• AIM OF THE EXERCISE:
Only the lines with "coordinates" in them need to be copied from the listing.

• DATASET EXTRACT:
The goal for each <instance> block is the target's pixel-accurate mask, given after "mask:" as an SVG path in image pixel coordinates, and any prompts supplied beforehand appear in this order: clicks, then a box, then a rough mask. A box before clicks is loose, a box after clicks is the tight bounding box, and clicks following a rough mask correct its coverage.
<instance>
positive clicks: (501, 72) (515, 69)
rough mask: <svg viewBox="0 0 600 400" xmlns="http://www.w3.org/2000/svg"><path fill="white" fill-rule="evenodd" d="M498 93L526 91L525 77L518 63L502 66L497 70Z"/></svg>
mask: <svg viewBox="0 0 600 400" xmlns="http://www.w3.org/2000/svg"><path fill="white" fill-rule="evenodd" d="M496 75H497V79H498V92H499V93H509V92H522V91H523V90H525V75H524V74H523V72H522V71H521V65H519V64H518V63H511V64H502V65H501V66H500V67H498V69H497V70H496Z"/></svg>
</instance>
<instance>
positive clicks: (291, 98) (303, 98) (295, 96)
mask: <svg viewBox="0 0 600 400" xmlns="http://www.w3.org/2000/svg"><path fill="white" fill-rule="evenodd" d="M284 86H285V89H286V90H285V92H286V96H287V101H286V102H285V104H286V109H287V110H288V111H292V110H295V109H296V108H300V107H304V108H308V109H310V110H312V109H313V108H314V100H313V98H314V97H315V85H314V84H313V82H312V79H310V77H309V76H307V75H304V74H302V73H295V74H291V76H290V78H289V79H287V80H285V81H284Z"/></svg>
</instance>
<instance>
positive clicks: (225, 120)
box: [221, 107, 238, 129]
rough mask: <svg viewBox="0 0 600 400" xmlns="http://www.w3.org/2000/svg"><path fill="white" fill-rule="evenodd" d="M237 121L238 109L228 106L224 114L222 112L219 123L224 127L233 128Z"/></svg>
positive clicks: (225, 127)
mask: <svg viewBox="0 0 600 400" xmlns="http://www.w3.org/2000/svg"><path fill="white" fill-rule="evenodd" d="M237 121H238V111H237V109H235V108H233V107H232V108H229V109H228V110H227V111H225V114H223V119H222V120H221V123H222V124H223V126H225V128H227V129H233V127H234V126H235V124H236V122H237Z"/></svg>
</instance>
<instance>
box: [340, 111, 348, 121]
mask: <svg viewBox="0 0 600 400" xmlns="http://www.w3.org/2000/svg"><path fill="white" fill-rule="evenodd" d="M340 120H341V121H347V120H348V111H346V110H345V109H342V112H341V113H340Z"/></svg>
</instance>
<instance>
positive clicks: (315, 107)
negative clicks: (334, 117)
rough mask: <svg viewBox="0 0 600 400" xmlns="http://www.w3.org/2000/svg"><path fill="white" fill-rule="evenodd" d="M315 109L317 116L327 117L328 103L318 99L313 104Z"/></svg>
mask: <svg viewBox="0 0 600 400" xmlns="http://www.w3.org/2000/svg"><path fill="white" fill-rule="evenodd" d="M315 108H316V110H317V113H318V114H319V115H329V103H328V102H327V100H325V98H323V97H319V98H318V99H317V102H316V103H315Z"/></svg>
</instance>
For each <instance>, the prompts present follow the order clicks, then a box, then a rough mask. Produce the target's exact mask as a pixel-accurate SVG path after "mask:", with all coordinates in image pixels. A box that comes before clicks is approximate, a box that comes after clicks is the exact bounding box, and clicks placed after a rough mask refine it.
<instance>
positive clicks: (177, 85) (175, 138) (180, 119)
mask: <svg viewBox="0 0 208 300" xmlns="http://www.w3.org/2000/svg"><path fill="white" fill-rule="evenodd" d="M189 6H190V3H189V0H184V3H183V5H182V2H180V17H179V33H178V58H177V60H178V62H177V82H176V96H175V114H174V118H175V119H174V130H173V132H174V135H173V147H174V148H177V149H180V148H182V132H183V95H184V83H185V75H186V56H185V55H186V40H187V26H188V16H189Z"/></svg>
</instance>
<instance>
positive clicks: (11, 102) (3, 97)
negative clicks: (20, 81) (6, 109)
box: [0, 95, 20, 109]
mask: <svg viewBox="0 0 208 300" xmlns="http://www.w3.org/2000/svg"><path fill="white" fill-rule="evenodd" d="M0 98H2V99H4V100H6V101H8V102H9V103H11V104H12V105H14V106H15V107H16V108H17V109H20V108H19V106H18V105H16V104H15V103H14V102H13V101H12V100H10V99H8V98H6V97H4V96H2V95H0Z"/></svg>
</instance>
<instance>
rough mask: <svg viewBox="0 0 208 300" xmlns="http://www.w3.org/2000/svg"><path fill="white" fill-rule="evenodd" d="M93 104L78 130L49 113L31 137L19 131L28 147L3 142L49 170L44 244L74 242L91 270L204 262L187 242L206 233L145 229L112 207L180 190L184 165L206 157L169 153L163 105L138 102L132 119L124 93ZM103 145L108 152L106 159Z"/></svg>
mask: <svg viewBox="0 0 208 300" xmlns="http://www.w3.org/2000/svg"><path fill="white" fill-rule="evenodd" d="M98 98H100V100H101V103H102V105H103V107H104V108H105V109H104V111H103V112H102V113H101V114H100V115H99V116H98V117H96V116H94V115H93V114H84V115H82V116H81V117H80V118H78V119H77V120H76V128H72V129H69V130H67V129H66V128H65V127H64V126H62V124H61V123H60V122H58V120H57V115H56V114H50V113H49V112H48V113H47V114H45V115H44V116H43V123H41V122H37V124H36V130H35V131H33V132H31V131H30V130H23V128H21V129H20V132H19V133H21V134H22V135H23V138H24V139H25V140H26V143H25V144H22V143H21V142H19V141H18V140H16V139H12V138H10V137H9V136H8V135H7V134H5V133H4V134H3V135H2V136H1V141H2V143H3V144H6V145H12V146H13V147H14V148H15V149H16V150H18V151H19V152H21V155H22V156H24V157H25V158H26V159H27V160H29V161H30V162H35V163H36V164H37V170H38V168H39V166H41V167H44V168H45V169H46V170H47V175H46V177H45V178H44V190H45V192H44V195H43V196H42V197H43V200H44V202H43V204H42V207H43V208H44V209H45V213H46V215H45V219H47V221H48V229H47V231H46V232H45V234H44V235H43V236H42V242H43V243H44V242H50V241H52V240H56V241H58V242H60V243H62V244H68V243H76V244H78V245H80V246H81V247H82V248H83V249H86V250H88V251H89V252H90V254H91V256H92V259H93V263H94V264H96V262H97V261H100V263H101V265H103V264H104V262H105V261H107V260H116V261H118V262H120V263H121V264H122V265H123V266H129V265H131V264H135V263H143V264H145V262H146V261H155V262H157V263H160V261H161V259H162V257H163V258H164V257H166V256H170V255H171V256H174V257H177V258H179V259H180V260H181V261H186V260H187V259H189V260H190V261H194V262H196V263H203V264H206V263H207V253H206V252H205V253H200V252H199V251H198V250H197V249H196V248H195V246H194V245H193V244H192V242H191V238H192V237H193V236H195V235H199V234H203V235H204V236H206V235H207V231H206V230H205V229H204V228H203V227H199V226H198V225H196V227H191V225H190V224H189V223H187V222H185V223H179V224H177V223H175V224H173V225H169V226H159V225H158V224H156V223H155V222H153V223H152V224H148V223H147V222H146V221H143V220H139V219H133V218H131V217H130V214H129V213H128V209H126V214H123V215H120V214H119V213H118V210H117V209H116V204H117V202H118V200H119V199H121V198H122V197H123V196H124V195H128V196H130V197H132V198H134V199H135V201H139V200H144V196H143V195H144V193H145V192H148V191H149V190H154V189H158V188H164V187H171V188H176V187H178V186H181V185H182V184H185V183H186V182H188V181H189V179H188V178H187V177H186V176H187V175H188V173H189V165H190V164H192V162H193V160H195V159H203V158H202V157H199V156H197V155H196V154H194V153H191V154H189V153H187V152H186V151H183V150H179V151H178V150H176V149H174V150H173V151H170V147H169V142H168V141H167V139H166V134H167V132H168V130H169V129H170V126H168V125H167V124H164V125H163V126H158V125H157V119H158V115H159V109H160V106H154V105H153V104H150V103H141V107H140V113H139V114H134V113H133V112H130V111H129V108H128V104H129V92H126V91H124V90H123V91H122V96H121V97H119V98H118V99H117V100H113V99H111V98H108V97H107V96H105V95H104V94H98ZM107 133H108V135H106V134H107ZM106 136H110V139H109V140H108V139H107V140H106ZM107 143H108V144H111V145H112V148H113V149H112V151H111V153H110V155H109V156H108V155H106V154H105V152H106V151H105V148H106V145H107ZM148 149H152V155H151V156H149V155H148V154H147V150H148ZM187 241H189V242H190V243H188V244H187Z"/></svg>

• RESPONSE TO THIS TASK:
The goal for each <instance> block is the target's pixel-accurate mask, given after "mask:" as an SVG path in image pixel coordinates, and any prompts supplied beforehand appear in this order: clicks, then a box, then a rough mask. A box before clicks is loose, a box after clicks is the tight bounding box, and clicks following a rough mask correct its coverage.
For each <instance>, the prompts present follow the order clicks, then a box, then a rough mask. Produce the target's exact mask as a pixel-accurate SVG path after "mask:", with all coordinates in image pixels. A box that comes before clicks is approximate, a box that comes after clicks is the exact bounding box, and clicks placed after a rough mask refine it.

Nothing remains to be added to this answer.